▶ **Dataset records**
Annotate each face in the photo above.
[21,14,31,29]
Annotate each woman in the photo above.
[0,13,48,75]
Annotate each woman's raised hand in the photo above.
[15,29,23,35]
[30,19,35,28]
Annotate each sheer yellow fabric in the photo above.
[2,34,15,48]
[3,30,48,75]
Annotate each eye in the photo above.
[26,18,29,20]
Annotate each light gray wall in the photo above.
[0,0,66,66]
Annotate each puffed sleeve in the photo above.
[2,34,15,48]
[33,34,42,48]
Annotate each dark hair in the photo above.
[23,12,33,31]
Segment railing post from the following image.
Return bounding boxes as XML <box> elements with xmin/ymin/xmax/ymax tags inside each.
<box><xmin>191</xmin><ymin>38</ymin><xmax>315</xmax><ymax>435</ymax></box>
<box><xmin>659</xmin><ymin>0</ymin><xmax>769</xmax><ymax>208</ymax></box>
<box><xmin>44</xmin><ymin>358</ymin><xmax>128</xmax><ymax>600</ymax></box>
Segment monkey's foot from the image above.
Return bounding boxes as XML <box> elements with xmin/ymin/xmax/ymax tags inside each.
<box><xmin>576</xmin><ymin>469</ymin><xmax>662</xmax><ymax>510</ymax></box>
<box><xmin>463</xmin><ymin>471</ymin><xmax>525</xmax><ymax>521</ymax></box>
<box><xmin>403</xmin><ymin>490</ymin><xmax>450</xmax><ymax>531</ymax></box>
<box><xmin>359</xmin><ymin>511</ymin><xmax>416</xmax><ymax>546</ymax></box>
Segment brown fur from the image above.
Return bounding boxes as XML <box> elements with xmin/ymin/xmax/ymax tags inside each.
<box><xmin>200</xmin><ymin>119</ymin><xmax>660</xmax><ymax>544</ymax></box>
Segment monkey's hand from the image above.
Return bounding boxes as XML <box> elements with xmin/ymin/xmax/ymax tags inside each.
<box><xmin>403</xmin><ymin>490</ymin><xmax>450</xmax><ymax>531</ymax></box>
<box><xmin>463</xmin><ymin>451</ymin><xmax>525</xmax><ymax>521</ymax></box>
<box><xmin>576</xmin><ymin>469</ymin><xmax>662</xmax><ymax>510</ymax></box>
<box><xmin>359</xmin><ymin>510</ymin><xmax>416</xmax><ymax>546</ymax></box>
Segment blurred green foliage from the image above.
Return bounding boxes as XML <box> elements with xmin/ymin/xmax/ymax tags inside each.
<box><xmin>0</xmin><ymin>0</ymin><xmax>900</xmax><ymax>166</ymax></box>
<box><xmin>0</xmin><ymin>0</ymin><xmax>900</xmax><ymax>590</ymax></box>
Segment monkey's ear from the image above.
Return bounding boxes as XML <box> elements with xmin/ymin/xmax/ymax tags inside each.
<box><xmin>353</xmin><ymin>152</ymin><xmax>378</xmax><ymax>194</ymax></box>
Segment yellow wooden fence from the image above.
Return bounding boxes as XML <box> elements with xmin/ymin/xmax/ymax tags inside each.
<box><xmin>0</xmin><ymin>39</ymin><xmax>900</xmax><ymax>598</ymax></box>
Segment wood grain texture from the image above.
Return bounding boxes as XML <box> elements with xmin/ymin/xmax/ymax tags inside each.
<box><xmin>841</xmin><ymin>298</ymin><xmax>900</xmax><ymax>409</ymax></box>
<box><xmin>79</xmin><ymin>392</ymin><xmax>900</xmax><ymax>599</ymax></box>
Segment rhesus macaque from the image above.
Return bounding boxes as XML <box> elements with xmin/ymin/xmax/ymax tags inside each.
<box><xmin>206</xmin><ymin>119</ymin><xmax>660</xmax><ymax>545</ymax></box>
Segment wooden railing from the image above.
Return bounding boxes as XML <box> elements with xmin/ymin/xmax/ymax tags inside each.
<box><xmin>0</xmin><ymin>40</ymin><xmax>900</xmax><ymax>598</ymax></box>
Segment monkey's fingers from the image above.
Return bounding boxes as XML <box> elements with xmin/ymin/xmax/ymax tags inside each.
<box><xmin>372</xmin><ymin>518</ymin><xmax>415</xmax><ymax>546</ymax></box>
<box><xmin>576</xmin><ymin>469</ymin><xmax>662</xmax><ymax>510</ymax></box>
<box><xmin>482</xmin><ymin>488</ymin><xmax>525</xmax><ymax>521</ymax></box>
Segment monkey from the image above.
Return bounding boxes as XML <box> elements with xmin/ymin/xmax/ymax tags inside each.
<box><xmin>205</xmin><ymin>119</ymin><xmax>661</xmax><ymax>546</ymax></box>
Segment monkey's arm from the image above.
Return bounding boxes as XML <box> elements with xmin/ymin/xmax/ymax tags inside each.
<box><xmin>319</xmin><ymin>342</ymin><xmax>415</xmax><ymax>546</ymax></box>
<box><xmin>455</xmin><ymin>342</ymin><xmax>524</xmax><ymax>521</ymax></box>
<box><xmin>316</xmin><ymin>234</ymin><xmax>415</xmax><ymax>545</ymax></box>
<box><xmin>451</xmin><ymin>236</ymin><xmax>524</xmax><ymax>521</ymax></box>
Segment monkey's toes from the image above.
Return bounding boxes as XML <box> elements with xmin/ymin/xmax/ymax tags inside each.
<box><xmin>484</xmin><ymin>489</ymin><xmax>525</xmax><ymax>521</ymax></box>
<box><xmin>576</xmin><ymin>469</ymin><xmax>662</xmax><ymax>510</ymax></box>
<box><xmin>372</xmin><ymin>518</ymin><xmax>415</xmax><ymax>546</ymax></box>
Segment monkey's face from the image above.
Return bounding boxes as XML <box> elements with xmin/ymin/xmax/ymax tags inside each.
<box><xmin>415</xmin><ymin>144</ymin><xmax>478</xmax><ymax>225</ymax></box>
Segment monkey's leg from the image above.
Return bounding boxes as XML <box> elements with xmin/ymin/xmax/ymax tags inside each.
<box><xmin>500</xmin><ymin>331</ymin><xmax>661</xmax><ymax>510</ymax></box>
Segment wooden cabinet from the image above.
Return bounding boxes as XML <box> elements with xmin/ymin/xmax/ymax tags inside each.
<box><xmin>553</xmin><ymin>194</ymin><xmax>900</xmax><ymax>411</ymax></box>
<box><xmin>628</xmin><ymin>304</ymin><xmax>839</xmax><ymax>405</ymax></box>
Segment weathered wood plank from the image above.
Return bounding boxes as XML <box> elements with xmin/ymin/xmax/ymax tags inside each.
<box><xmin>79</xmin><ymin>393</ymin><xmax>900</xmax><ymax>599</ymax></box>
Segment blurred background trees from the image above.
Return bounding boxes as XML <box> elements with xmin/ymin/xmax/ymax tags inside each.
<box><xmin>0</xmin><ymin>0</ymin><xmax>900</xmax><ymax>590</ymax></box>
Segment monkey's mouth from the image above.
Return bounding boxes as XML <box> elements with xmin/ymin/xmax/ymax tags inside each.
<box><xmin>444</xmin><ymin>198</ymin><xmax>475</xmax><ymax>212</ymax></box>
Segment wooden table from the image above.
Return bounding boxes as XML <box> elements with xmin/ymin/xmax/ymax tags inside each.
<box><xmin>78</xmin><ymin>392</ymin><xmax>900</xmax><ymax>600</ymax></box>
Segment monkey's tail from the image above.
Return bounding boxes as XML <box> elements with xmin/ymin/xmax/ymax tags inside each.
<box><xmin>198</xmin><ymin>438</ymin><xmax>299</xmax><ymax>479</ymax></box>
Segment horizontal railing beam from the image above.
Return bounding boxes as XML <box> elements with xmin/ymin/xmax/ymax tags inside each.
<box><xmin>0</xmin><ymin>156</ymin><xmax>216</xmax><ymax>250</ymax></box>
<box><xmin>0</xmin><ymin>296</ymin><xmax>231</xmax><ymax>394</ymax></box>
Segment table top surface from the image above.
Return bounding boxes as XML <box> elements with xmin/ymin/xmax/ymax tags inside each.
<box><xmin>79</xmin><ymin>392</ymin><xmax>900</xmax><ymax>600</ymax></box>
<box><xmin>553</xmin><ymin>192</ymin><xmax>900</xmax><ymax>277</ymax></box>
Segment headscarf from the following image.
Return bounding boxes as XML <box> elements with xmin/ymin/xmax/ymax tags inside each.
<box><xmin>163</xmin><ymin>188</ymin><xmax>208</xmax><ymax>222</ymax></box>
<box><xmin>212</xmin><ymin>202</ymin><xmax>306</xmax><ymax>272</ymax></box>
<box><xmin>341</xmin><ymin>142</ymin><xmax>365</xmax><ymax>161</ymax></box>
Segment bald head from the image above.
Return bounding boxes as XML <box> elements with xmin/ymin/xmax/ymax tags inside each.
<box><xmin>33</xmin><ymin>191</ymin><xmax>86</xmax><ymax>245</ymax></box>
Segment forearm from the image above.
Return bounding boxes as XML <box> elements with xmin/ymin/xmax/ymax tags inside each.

▶ **Work required**
Copy every line from the very first entry through the line that contains "[23,12,33,31]", including both ends, character for character.

▶ **Final answer**
Annotate each face in the photo above.
[21,14,31,29]
Annotate each woman in the photo above.
[0,13,48,75]
Annotate each woman's raised hand in the photo above.
[15,29,23,35]
[30,19,35,28]
Annotate each sheer yellow fabric in the photo above.
[2,34,15,48]
[3,30,48,75]
Annotate each eye in the photo above.
[26,18,29,20]
Annotate each light gray wall in the photo above.
[0,0,66,66]
Annotate each puffed sleeve in the photo above.
[2,34,15,48]
[33,34,42,48]
Annotate each dark hair in the photo above.
[23,12,33,31]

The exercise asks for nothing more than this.